→ **Text zum Lesen**:
::::

CSA-Verordnung: Rat der EU vor Abstimmung über "freiwillige" Chatkontrolle

Lange wurde über die Chatkontrolle in der Europäischen Union diskutiert. An diesem Mittwoch könnte es zur Entscheidung im EU-Rat kommen.

In Pocket speichern vorlesen Druckansicht 56 Kommentare lesen
Hand an Smartphone mit WhatsApp offen

(Bild: Yohanes Herman Nggebu/Shutterstock.com)

Lesezeit: 9 Min.
Von
  • Falk Steiner
Inhaltsverzeichnis

Im langen Streit um neue Pflichten für Anbieter von Internetdiensten, um effektiver gegen Darstellungen sexuellen Kindesmissbrauchs vorzugehen, wird vor einer wichtigen Abstimmung im Rat der EU-Mitgliedstaaten die Kritik immer lauter. Bei der Abstimmung im Innen- und Justizrat (JHA) am Mittwoch könnten die Mitgliedstaaten der Europäischen Union auch gegen die Stimme Deutschlands einen umstrittenen Vorschlag der belgischen Ratspräsidentschaft beschließen. Würde er so Realität, würden Nutzer sich entscheiden müssen: Automatischer Durchsuchung von Chatnachrichten zustimmen – oder keine Bilder und Videos mehr verschicken können. Dagegen erhebt sich lautstarker Protest – und Firmen drohen damit, ihre Produkte nicht mehr in der EU anzubieten.

Sie gehört zu den liegengebliebenen Dossiers der abgelaufenen Legislaturperiode des Europäischen Parlaments und der bisherigen EU-Kommission: die Verordnung zur Bekämpfung von Darstellungen sexuellen Missbrauchs. Seit über zwei Jahren liegt der Vorschlag der EU-Innenkommissarin Ylva Johansson vor. Das bisherige Europaparlament lehnte die darin vorgesehenen Maßnahmen jedoch weitgehend ab. Die Mitgliedstaaten der Europäischen Union wollen sich nun am Mittwoch einigen – auf Drängen der belgischen Ratspräsidentschaft, deren Mandat turnusgemäß Ende Juni ausläuft. Die französische Regierung, die bislang auf Seite der ablehnenden Staaten war, soll den neuen Vorschlag jetzt unterstützen. Da die EU anders als die Bundesrepublik kein Diskontinuitätsprinzip kennt, ein Gesetzgebungsverfahren also auch über die Wahl hinaus fortgesetzt wird, läuft das umstrittene Verfahren auch nach der Europawahl einfach weiter.

::::

→ **Die Daten**:
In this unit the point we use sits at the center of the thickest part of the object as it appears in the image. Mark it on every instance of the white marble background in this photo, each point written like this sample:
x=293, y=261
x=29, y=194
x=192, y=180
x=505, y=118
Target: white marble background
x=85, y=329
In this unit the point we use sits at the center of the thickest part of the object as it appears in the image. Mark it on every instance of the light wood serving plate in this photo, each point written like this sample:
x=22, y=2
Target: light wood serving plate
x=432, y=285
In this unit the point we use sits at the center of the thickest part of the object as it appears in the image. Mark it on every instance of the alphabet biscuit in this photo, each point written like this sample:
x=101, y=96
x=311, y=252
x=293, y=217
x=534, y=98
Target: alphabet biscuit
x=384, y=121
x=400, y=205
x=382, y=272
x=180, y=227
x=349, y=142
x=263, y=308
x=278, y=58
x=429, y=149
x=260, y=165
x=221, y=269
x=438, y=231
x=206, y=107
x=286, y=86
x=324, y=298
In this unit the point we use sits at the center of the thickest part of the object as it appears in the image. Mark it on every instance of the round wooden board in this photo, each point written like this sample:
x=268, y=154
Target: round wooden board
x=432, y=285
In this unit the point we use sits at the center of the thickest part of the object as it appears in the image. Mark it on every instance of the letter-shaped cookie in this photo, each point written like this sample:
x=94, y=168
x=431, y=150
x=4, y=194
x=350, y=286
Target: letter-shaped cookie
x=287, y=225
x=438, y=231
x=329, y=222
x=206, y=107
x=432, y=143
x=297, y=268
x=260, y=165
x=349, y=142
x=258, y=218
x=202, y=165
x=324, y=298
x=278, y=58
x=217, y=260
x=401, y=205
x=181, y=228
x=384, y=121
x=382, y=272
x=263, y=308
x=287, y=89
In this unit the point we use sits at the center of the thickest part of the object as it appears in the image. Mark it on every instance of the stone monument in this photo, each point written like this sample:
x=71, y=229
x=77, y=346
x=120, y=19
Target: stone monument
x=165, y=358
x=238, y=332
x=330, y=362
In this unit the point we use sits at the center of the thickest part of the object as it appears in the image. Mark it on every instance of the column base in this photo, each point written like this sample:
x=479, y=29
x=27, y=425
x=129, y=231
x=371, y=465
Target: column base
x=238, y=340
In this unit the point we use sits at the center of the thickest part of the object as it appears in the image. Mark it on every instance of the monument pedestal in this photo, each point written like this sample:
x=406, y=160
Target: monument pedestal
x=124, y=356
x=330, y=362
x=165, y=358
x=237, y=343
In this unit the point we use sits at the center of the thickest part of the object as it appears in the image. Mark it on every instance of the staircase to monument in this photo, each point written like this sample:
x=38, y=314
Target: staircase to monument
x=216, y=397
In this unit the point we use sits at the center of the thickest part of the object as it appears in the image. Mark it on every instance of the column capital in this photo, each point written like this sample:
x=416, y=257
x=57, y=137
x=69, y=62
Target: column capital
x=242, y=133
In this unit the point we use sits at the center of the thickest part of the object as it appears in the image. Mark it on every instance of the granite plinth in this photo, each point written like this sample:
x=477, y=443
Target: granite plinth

::::

→ **Die Aufgaben**:
(1) Gib den Artikel zur Chatkontrolle ab „Lesezeit: 9 Min.“ und weiter bis einschließlich „der EU anzubieten.“ wieder, tausche dabei aber „Mittwoch“ gegen „Donnerstag“ aus.
(2) Gib aus den Zeilen der Daten nur den Abschnitt unverändert aus, der mit der Zeile mit „of the staircase“ beginnt und bis einschließlich der Zeile mit „x=216, y=397“ reicht.
Der Text und die Zeilen haben inhaltlich nichts miteinander zu tun.

→ **Als Antwort**:
(1)
Lesezeit: 9 Min.
Von
  • Falk Steiner
Inhaltsverzeichnis

Im langen Streit um neue Pflichten für Anbieter von Internetdiensten, um effektiver gegen Darstellungen sexuellen Kindesmissbrauchs vorzugehen, wird vor einer wichtigen Abstimmung im Rat der EU-Mitgliedstaaten die Kritik immer lauter. Bei der Abstimmung im Innen- und Justizrat (JHA) am Donnerstag könnten die Mitgliedstaaten der Europäischen Union auch gegen die Stimme Deutschlands einen umstrittenen Vorschlag der belgischen Ratspräsidentschaft beschließen. Würde er so Realität, würden Nutzer sich entscheiden müssen: Automatischer Durchsuchung von Chatnachrichten zustimmen – oder keine Bilder und Videos mehr verschicken können. Dagegen erhebt sich lautstarker Protest – und Firmen drohen damit, ihre Produkte nicht mehr in der EU anzubieten.

(2)
In this unit the point we use sits at the center of the thickest part of the object as it appears in the image. Mark it on every instance of the staircase to monument in this photo, each point written like this sample:
x=38, y=314
Target: staircase to monument
x=216, y=397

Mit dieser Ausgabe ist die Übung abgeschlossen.